- [Task prompt]: Please convert each line of the data below into a JSON list of strings, one string per line, leaving out blank lines.

- [Provided information]:

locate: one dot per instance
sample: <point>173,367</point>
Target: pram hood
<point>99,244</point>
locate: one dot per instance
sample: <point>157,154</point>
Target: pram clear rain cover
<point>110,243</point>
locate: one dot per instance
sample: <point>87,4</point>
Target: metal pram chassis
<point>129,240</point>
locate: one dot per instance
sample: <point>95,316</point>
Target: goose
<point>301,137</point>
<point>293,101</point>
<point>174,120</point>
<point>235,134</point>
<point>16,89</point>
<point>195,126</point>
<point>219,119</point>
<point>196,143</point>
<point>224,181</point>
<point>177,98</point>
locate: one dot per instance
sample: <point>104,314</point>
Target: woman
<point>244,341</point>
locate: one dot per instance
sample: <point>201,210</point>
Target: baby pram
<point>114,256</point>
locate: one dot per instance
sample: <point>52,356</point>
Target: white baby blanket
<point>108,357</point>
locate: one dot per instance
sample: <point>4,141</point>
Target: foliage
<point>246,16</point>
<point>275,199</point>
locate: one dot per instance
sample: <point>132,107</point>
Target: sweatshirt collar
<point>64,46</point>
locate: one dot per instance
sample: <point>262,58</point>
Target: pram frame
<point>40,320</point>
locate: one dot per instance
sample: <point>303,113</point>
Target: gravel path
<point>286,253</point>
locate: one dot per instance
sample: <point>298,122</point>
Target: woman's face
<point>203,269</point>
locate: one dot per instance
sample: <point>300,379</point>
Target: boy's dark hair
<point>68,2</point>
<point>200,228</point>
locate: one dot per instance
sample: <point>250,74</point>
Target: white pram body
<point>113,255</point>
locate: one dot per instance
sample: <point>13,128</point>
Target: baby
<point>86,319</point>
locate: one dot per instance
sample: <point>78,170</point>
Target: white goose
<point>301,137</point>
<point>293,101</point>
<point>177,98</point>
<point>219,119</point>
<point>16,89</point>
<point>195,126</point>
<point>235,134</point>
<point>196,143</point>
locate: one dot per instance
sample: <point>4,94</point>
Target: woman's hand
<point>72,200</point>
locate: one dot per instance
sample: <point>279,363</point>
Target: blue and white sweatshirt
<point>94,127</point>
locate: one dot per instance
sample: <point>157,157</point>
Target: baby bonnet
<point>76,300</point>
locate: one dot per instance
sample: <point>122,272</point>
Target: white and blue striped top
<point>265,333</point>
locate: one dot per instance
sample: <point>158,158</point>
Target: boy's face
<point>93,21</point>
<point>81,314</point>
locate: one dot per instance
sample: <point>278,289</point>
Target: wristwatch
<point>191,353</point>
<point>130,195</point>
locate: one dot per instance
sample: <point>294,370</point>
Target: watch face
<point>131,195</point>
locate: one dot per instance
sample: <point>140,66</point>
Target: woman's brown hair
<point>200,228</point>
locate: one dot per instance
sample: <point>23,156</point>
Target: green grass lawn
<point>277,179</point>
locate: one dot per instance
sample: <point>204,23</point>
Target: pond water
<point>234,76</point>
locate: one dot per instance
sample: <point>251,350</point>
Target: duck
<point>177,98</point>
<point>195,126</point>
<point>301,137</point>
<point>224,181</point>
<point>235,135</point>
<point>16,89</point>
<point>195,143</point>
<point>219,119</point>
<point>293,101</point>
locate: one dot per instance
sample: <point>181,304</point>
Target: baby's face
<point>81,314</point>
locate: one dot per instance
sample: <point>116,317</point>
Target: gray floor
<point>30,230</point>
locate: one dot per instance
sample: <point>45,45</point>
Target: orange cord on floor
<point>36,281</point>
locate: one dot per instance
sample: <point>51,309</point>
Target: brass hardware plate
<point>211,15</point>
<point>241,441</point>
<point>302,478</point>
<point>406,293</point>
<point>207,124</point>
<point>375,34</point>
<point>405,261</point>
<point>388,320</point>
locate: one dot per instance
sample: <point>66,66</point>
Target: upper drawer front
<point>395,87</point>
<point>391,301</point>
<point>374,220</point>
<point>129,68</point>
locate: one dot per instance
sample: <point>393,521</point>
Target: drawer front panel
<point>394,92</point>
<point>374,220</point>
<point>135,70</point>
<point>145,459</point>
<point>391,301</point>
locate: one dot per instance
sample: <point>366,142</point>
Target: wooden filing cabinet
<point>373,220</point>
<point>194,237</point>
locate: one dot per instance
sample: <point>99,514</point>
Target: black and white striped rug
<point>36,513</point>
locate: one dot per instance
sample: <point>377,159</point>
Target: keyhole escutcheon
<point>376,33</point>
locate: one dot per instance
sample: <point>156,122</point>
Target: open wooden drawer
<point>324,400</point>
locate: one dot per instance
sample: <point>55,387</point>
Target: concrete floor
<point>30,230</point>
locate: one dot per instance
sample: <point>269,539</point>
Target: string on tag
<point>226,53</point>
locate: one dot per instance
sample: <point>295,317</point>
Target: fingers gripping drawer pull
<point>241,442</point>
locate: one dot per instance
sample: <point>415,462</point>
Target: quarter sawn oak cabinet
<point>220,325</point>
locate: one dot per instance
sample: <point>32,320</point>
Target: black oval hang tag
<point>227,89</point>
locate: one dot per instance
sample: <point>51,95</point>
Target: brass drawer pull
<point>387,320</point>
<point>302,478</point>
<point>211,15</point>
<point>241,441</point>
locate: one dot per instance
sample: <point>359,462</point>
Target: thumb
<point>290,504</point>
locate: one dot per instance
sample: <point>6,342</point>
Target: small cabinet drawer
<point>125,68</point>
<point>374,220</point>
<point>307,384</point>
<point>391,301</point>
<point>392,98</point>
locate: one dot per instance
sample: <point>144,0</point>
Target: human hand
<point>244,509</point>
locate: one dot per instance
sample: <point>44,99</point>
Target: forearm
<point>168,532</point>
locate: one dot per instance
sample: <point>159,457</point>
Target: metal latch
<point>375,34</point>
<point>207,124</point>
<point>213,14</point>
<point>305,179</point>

- [Expected answer]:
[
  "locate: one dot per instance",
  "sample: <point>173,367</point>",
  "Target: pram hood",
  "<point>99,244</point>",
  "locate: one dot per instance",
  "sample: <point>157,154</point>",
  "Target: pram clear rain cover",
  "<point>110,243</point>",
  "locate: one dot per instance",
  "sample: <point>87,4</point>",
  "Target: metal pram chassis",
  "<point>129,240</point>",
  "locate: one dot per instance",
  "sample: <point>95,316</point>",
  "Target: goose",
  "<point>301,137</point>",
  "<point>293,101</point>",
  "<point>174,120</point>",
  "<point>235,134</point>",
  "<point>16,89</point>",
  "<point>195,126</point>",
  "<point>219,119</point>",
  "<point>196,143</point>",
  "<point>224,181</point>",
  "<point>177,98</point>",
  "locate: one dot per instance",
  "sample: <point>104,314</point>",
  "Target: woman",
  "<point>244,341</point>",
  "locate: one dot per instance",
  "sample: <point>201,210</point>",
  "Target: baby pram",
  "<point>114,256</point>",
  "locate: one dot per instance",
  "sample: <point>52,356</point>",
  "Target: white baby blanket",
  "<point>108,357</point>",
  "locate: one dot per instance",
  "sample: <point>4,141</point>",
  "Target: foliage",
  "<point>246,16</point>",
  "<point>275,199</point>",
  "locate: one dot per instance",
  "sample: <point>132,107</point>",
  "Target: sweatshirt collar",
  "<point>64,46</point>",
  "locate: one dot per instance",
  "sample: <point>262,58</point>",
  "Target: pram frame",
  "<point>40,320</point>",
  "locate: one dot per instance",
  "sample: <point>303,113</point>",
  "Target: gravel path",
  "<point>286,253</point>",
  "locate: one dot per instance",
  "sample: <point>298,122</point>",
  "Target: woman's face",
  "<point>203,269</point>",
  "locate: one dot per instance",
  "sample: <point>300,379</point>",
  "Target: boy's dark hair",
  "<point>68,2</point>",
  "<point>200,228</point>",
  "locate: one dot per instance",
  "sample: <point>250,74</point>",
  "Target: white pram body",
  "<point>113,255</point>",
  "locate: one dot per instance",
  "sample: <point>13,128</point>",
  "Target: baby",
  "<point>86,319</point>",
  "locate: one dot per instance",
  "sample: <point>78,170</point>",
  "Target: white goose",
  "<point>301,137</point>",
  "<point>293,101</point>",
  "<point>177,98</point>",
  "<point>219,119</point>",
  "<point>16,89</point>",
  "<point>195,126</point>",
  "<point>235,134</point>",
  "<point>196,143</point>",
  "locate: one dot per instance",
  "sample: <point>4,94</point>",
  "Target: woman's hand",
  "<point>72,200</point>",
  "locate: one dot per instance",
  "sample: <point>279,363</point>",
  "Target: blue and white sweatshirt",
  "<point>94,127</point>",
  "locate: one dot per instance",
  "sample: <point>157,157</point>",
  "Target: baby bonnet",
  "<point>76,300</point>",
  "locate: one dot per instance",
  "sample: <point>122,272</point>",
  "Target: white and blue striped top",
  "<point>265,333</point>",
  "locate: one dot per instance",
  "sample: <point>158,158</point>",
  "Target: boy's face",
  "<point>93,21</point>",
  "<point>81,314</point>",
  "locate: one dot per instance",
  "sample: <point>278,289</point>",
  "Target: wristwatch",
  "<point>191,353</point>",
  "<point>130,195</point>",
  "locate: one dot per instance",
  "sample: <point>294,370</point>",
  "Target: watch face",
  "<point>131,195</point>",
  "locate: one dot per instance",
  "sample: <point>140,66</point>",
  "Target: woman's brown hair",
  "<point>200,228</point>",
  "locate: one dot per instance",
  "sample: <point>23,156</point>",
  "Target: green grass lawn",
  "<point>277,179</point>",
  "locate: one dot per instance",
  "sample: <point>204,23</point>",
  "Target: pond water",
  "<point>234,76</point>",
  "locate: one dot per instance",
  "sample: <point>251,350</point>",
  "Target: duck",
  "<point>177,98</point>",
  "<point>195,126</point>",
  "<point>301,137</point>",
  "<point>224,181</point>",
  "<point>235,135</point>",
  "<point>16,89</point>",
  "<point>195,143</point>",
  "<point>219,119</point>",
  "<point>293,101</point>",
  "locate: one dot per instance",
  "sample: <point>181,304</point>",
  "Target: baby's face",
  "<point>81,314</point>",
  "locate: one dot per instance",
  "sample: <point>116,317</point>",
  "Target: gray floor",
  "<point>30,230</point>",
  "locate: one dot per instance",
  "sample: <point>45,45</point>",
  "Target: orange cord on floor",
  "<point>36,281</point>",
  "locate: one dot per instance",
  "sample: <point>51,309</point>",
  "Target: brass hardware plate",
  "<point>211,15</point>",
  "<point>241,441</point>",
  "<point>302,478</point>",
  "<point>406,293</point>",
  "<point>207,124</point>",
  "<point>375,34</point>",
  "<point>405,261</point>",
  "<point>388,320</point>",
  "locate: one dot per instance",
  "sample: <point>66,66</point>",
  "Target: upper drawer front",
  "<point>395,87</point>",
  "<point>391,301</point>",
  "<point>374,220</point>",
  "<point>129,68</point>",
  "locate: one dot per instance",
  "sample: <point>393,521</point>",
  "Target: drawer front panel",
  "<point>394,92</point>",
  "<point>374,220</point>",
  "<point>135,70</point>",
  "<point>145,459</point>",
  "<point>391,301</point>",
  "locate: one dot per instance",
  "sample: <point>366,142</point>",
  "Target: wooden filing cabinet",
  "<point>373,220</point>",
  "<point>194,237</point>",
  "locate: one dot per instance",
  "sample: <point>99,514</point>",
  "Target: black and white striped rug",
  "<point>36,513</point>",
  "locate: one dot per instance",
  "sample: <point>377,159</point>",
  "Target: keyhole escutcheon",
  "<point>376,33</point>",
  "locate: one dot per instance",
  "sample: <point>156,122</point>",
  "Target: open wooden drawer",
  "<point>324,400</point>",
  "locate: one dot per instance",
  "sample: <point>55,387</point>",
  "Target: concrete floor",
  "<point>30,230</point>",
  "locate: one dot per instance",
  "sample: <point>269,539</point>",
  "Target: string on tag",
  "<point>226,53</point>",
  "locate: one dot per instance",
  "sample: <point>295,317</point>",
  "Target: fingers gripping drawer pull",
  "<point>241,442</point>",
  "locate: one dot per instance",
  "sample: <point>415,462</point>",
  "Target: quarter sawn oak cabinet",
  "<point>220,325</point>",
  "locate: one dot per instance",
  "sample: <point>32,320</point>",
  "Target: black oval hang tag",
  "<point>227,89</point>",
  "locate: one dot per instance",
  "sample: <point>51,95</point>",
  "Target: brass drawer pull",
  "<point>387,320</point>",
  "<point>302,478</point>",
  "<point>211,15</point>",
  "<point>241,441</point>",
  "locate: one dot per instance",
  "sample: <point>359,462</point>",
  "Target: thumb",
  "<point>290,504</point>",
  "locate: one dot per instance",
  "sample: <point>6,342</point>",
  "Target: small cabinet drawer",
  "<point>125,68</point>",
  "<point>374,220</point>",
  "<point>307,384</point>",
  "<point>391,301</point>",
  "<point>392,98</point>",
  "locate: one dot per instance",
  "sample: <point>144,0</point>",
  "Target: human hand",
  "<point>244,509</point>",
  "locate: one dot per instance",
  "sample: <point>44,99</point>",
  "Target: forearm",
  "<point>168,532</point>",
  "locate: one dot per instance",
  "sample: <point>159,457</point>",
  "Target: metal latch",
  "<point>375,34</point>",
  "<point>207,124</point>",
  "<point>213,14</point>",
  "<point>305,179</point>"
]